• [ФРАГМЕНТ ДОКУМЕНТА]:
Ко мне подходят летчики, докладывают о выполнении задания.
Радуемся общему успеху: цели поражены, а на наших самолетах — ни царапины!..
Солнце палит нещадно. Обшивка самолетов накалилась, от моторов, как от печей, пашит жаром. Над
капотами — марево. Но механикам некогда ждать, и они, обжигая руки и обливаясь потом, готовят
машины к новым вылетам. Слышу, как торопит своих подчиненных инженер эскадрильи. Звучат
команды, звенят инструменты. Стремянки переходят из рук в руки. Хлопают створки бомболюков.
Вооруженны, мотористы действуют по четко разработанной схеме, быстро, уверенно выполняют
необходимые операции. Спешат ребята — некогда! Скорее надо заправить, снарядить машины — им ведь
[144] снова туда, в гущу боя, где ждут их наступающие войска.
Хочется обнять каждого из них, сказать спасибо за усердие, за самоотверженность. Но обстановка не
располагает к сентиментам.
Прошу старшего техника-лейтенанта Одинцова обратить особое внимание на моторы, ведь в такую жару
они очень медленно остывают. Надо проверить и системы управления, вооружение, приборное
оборудование.
Суровым было фронтовое небо и здесь, в Белоруссии. В первый же день каждый летчик совершил по
нескольку боевых вылетов. Трижды вылетала и моя группа. На нас набрасывались вражеские
истребители, бешено били зенитки. Невероятным казалось, что мы без каких-либо потерь прорывались
сквозь плотную завесу огня. Возвращались усталые, взмокшие от напряжения, но гордые от сознания
своей причастности к оперативному наступлению советских войск.

• [ПОКАЗАННЫЕ ЗАПИСИ]:
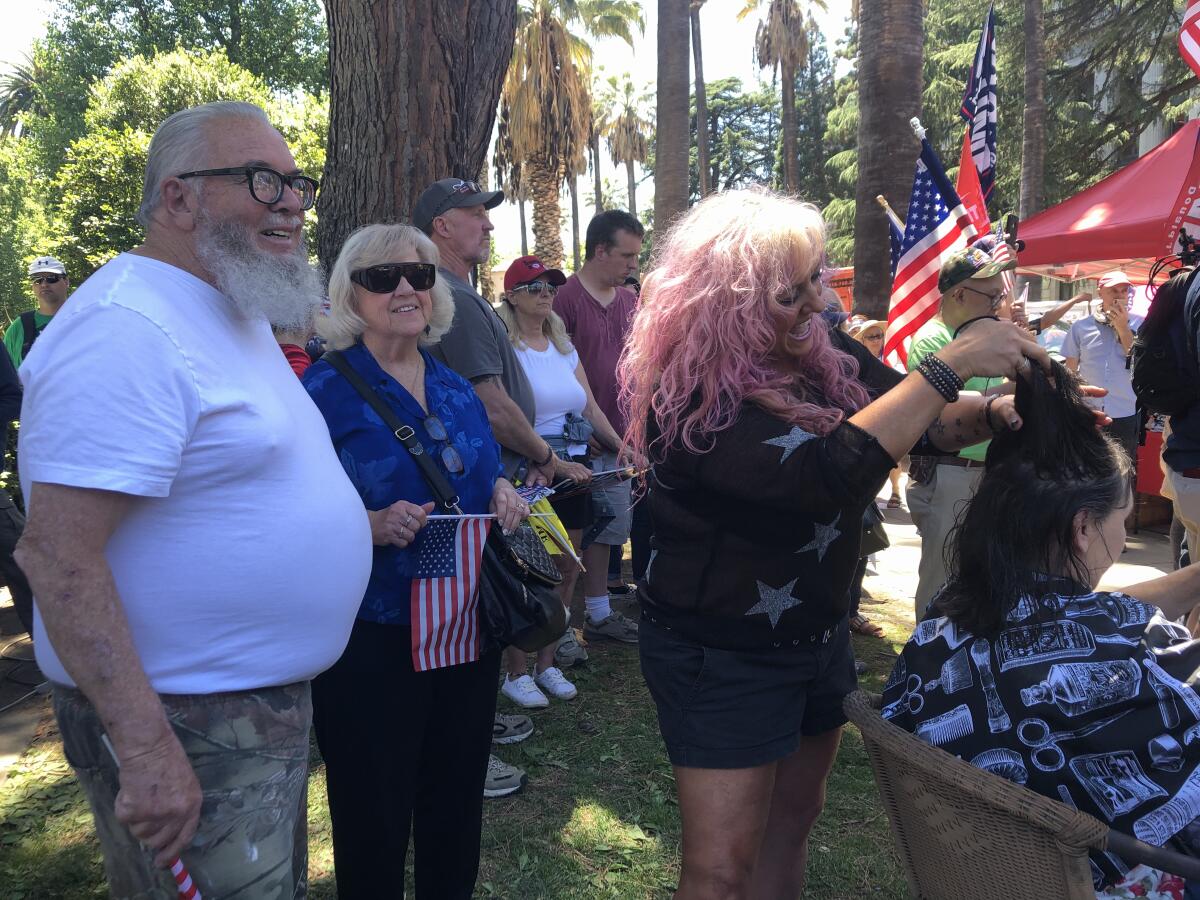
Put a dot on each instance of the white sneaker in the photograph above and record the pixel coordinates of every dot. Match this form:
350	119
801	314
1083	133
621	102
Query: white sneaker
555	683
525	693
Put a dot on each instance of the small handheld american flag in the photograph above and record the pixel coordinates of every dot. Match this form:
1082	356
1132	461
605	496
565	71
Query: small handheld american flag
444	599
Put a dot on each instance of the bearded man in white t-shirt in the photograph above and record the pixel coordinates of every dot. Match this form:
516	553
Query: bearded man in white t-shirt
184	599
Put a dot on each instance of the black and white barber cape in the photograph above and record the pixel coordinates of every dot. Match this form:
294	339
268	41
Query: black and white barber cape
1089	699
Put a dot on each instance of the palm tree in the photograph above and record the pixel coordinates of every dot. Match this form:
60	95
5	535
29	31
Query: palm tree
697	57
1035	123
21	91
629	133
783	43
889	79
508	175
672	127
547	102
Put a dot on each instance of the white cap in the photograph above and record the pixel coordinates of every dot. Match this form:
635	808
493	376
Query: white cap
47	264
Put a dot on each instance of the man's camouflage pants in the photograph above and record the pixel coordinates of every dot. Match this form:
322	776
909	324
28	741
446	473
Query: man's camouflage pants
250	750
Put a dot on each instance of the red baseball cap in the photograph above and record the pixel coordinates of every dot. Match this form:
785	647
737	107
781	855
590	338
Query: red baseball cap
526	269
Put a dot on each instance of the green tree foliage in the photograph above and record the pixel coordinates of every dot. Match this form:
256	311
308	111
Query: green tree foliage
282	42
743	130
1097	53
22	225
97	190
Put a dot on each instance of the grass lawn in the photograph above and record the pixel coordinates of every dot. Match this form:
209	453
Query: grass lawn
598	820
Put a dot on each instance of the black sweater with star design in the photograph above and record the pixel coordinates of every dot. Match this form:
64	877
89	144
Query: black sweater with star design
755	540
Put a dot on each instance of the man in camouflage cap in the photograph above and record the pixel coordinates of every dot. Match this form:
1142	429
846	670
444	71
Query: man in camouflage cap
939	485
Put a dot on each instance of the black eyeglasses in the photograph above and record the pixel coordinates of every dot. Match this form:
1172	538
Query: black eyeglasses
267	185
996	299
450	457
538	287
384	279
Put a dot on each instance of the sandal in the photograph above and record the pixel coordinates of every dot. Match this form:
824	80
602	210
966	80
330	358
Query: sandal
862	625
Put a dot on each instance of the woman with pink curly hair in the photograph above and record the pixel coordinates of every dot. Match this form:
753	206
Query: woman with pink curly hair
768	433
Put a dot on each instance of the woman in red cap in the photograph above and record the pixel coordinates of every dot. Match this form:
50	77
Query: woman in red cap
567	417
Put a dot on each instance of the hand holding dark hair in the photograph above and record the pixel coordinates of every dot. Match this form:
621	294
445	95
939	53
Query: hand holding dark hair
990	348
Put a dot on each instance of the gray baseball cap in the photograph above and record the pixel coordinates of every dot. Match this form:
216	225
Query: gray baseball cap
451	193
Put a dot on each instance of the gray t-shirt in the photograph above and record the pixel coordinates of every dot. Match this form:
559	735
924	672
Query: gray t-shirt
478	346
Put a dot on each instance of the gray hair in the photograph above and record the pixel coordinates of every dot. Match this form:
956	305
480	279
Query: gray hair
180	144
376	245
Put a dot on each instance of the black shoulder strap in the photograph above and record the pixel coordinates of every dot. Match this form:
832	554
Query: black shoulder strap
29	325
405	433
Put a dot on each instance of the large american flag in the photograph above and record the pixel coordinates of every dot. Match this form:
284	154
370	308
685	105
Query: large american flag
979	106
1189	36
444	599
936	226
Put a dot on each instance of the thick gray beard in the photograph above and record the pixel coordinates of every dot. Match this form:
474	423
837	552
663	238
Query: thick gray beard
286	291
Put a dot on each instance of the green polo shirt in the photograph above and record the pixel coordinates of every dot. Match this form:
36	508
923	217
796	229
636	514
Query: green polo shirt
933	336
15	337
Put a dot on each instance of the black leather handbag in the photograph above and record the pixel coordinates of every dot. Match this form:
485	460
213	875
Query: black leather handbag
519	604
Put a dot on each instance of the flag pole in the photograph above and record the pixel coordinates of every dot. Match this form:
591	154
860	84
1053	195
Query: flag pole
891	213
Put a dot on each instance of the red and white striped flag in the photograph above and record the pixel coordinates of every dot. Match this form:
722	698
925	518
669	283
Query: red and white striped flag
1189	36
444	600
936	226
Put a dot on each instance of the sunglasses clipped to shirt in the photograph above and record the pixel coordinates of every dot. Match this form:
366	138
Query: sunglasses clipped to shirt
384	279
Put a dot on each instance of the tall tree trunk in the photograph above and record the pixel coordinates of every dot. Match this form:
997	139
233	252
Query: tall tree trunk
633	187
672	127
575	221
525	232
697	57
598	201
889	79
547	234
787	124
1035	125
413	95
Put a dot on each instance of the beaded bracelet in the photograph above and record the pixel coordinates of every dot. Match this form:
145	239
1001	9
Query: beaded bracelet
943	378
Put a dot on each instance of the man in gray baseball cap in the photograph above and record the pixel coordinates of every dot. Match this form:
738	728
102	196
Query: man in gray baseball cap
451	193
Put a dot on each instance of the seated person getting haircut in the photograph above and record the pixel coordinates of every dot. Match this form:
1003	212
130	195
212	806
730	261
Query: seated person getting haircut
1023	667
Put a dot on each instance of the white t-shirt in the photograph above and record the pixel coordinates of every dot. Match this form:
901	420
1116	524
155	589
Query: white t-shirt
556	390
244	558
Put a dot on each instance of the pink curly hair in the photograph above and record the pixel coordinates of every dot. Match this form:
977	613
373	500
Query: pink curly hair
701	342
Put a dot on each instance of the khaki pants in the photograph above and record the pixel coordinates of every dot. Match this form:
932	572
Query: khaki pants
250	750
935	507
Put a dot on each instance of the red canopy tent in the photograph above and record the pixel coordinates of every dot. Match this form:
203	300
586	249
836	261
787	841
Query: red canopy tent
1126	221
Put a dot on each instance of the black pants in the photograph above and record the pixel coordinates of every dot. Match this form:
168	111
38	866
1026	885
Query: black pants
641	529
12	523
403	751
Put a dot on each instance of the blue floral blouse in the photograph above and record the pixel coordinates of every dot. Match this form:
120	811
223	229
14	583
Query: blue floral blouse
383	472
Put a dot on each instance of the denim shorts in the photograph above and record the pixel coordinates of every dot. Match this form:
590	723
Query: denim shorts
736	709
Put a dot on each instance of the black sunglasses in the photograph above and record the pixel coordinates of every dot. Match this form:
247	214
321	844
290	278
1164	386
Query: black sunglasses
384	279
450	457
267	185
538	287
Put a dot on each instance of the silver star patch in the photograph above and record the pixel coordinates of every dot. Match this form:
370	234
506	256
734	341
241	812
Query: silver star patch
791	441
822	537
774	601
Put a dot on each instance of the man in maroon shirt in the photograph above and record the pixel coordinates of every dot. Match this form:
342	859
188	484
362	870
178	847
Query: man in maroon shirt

...

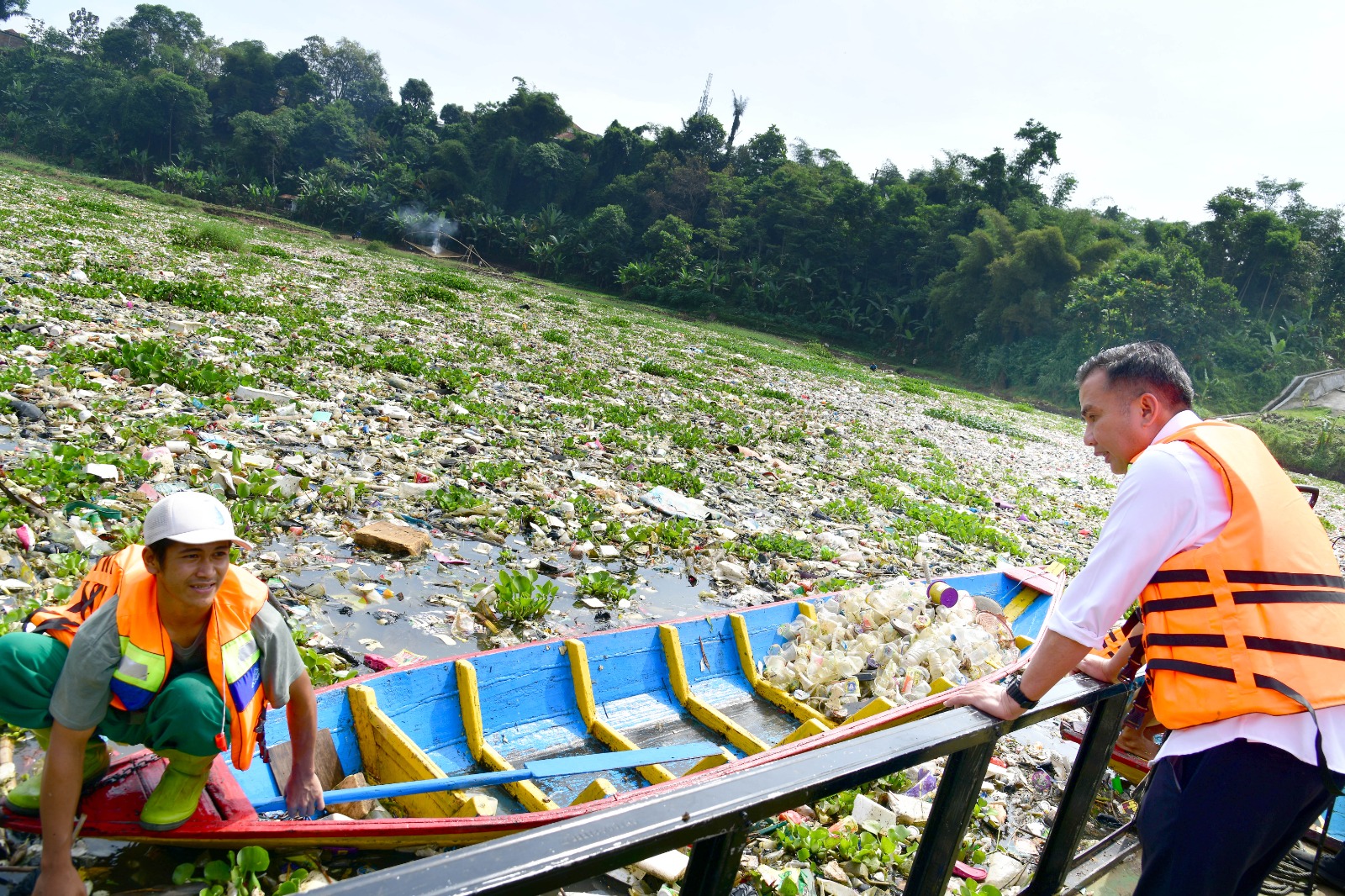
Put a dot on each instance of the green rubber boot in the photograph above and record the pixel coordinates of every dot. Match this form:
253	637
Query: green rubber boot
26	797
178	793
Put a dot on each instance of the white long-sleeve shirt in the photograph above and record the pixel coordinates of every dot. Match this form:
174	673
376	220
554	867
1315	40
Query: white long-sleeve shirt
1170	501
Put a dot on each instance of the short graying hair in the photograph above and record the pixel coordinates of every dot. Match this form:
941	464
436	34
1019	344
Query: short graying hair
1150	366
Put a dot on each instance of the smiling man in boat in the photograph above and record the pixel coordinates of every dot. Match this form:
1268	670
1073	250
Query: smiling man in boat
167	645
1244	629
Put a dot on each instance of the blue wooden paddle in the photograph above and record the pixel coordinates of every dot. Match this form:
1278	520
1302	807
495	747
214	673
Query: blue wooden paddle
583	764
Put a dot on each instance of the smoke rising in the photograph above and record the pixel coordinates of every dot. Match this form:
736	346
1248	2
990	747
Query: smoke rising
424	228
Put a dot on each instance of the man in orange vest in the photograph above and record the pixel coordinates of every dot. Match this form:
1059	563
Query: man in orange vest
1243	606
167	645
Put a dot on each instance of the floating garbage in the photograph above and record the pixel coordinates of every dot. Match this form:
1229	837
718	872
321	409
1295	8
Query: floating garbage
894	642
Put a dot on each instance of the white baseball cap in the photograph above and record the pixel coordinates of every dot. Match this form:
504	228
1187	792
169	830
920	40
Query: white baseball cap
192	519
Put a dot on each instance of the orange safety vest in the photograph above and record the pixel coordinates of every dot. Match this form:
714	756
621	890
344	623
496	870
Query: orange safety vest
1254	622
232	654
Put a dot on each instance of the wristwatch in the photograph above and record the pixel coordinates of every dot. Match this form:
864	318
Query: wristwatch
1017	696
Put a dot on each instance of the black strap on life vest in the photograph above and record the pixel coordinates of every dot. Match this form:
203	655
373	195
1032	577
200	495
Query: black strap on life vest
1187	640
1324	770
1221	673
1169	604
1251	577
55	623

• [ЗАДАНИЕ A]:
Ответьте по фрагменту о боевых вылетах на три вопроса:
(i) Кого рассказчик просит обратить особое внимание на моторы?
(ii) Сколько раз в первый день вылетала группа рассказчика?
(iii) В какой местности происходят описанные события?
• [ЗАДАНИЕ B]:
Перепишите из фрагмента о боевых вылетах текст от слов «Вооруженны, мотористы действуют» до слов «их наступающие войска.».
Записи для работы не нужны.

• [ВЕРНЫЙ ОТВЕТ A]:
(i) Старшего техника-лейтенанта Одинцова.
(ii) Трижды.
(iii) В Белоруссии.

• [ВЕРНЫЙ ОТВЕТ B]:
Вооруженны, мотористы действуют по четко разработанной схеме, быстро, уверенно выполняют
необходимые операции. Спешат ребята — некогда! Скорее надо заправить, снарядить машины — им ведь
[144] снова туда, в гущу боя, где ждут их наступающие войска.